Dataset records.
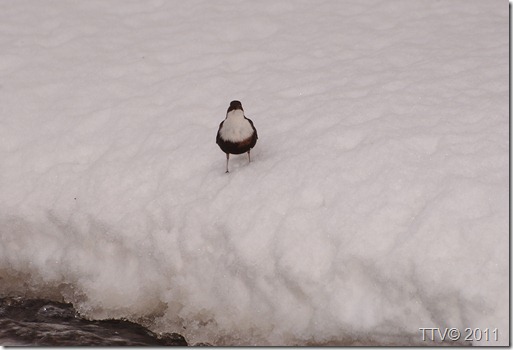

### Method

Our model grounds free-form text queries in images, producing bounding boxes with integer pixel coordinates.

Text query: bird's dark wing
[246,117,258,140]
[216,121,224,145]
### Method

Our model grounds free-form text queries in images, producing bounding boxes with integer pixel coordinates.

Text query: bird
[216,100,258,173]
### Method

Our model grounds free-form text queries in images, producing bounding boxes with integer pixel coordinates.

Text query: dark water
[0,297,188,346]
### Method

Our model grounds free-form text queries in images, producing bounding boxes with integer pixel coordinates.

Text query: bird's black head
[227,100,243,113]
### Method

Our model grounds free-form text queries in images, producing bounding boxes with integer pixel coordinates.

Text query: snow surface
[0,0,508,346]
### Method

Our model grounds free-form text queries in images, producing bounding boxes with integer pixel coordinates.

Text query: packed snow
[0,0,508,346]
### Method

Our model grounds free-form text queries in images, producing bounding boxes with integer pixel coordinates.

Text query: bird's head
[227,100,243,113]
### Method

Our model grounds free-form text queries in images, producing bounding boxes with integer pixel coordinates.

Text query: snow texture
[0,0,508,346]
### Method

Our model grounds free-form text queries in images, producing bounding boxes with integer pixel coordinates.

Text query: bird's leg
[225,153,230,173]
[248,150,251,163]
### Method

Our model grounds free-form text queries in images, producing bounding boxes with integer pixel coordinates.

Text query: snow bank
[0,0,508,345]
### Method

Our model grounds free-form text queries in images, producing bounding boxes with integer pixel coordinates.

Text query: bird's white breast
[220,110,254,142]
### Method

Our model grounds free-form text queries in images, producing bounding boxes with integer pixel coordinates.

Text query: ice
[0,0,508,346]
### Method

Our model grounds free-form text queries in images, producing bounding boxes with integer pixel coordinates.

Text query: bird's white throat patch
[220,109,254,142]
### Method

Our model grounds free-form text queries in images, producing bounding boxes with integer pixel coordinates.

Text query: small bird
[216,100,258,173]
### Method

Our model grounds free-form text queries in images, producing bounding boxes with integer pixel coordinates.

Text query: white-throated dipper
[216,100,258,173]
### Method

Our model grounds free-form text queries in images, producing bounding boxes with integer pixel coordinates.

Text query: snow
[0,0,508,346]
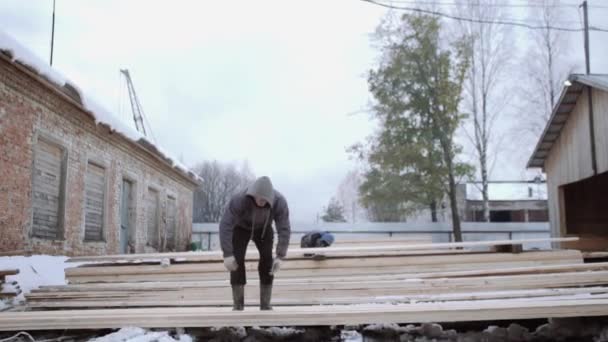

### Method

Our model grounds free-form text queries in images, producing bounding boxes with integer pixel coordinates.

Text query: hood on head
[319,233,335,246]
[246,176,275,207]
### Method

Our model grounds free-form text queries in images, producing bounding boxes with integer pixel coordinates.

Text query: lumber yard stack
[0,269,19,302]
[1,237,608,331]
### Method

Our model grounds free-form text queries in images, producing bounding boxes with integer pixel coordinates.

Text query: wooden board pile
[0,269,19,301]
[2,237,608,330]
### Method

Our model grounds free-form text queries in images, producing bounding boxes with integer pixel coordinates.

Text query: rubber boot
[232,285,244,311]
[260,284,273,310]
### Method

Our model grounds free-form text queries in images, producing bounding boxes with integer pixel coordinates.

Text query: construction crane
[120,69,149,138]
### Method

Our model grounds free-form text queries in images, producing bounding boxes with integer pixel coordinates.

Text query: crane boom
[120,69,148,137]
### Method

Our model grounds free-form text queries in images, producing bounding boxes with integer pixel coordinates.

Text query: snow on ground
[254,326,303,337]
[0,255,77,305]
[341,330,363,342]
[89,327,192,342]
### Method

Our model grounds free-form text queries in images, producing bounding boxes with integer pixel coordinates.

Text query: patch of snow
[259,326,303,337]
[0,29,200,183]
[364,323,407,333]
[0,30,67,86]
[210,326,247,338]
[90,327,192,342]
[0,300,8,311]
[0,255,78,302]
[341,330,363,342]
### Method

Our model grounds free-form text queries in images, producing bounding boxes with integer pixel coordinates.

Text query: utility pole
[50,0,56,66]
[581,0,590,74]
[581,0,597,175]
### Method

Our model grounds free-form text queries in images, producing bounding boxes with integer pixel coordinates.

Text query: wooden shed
==
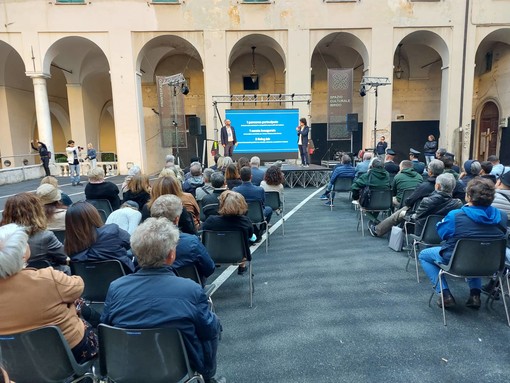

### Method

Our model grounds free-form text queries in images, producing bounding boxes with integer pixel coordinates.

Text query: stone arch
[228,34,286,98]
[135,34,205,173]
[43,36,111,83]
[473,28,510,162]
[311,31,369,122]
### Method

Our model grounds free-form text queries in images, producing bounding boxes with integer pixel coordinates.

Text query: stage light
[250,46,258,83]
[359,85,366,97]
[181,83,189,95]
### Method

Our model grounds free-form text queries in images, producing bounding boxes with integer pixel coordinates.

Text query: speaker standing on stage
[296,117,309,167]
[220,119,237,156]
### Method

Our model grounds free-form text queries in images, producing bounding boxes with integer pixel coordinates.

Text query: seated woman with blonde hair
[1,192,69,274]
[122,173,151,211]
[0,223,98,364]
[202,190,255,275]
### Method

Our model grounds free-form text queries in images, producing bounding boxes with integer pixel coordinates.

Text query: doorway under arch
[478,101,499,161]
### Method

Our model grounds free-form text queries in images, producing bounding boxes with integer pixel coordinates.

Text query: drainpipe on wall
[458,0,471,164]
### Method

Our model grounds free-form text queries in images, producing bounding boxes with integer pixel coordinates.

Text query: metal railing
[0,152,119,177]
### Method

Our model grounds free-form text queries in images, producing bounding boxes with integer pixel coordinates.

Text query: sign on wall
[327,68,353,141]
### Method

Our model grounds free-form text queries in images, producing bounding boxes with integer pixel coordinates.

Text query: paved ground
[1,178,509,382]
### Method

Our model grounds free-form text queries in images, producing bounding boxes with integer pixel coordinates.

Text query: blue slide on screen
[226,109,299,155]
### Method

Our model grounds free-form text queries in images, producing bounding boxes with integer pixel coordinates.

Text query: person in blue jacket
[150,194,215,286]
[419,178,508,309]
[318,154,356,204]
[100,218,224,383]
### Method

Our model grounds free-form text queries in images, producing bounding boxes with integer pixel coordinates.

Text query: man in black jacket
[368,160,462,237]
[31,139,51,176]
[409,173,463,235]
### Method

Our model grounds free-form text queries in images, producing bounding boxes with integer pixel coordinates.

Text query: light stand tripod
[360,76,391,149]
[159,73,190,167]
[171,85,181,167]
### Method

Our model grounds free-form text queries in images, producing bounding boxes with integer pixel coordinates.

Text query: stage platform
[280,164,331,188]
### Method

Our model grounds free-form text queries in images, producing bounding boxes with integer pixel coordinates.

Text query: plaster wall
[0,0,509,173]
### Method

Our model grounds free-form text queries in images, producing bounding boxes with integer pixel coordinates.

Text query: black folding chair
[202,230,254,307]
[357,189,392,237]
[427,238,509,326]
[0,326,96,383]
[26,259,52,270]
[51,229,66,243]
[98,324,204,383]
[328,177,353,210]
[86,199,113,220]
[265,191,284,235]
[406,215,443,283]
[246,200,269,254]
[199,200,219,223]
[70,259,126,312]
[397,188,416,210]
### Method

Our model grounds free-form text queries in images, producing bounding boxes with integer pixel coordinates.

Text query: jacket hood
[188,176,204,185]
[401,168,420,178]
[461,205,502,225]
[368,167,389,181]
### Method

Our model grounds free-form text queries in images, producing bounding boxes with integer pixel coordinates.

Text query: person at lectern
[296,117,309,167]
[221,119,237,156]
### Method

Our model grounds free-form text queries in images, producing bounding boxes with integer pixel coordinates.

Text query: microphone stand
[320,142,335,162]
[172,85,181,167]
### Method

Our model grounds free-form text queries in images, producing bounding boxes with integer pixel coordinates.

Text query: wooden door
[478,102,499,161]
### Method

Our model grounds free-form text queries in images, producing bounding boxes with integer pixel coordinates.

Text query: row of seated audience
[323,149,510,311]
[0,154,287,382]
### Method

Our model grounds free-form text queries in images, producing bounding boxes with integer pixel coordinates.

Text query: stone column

Activity.
The range runs from the line above containing "Text query: snow on ground" to the line containing "Text query: wooden shed", inclusive. Restate those lines word for word and no others.

Solution below.
Text query: snow on ground
[254,326,303,337]
[0,255,77,305]
[341,330,363,342]
[89,327,192,342]
### Method

Our model grounds free-form text queries in images, producing bounding boxes with integer pixel coordinates.

Text query: patch of snow
[259,326,303,337]
[0,29,200,183]
[364,323,407,333]
[0,30,67,86]
[210,326,247,338]
[90,327,192,342]
[0,300,8,311]
[0,255,78,302]
[341,330,363,342]
### Method

Our model grounds free-form text queries in images, producing bounding boxes with integer pixel coordinates.

Text query: utility pole
[50,0,56,66]
[581,0,590,74]
[581,0,597,175]
### Method

Our model grounds free-form text queries in images, producing bounding boxes with integer pixel coordinates.

Text query: wooden shed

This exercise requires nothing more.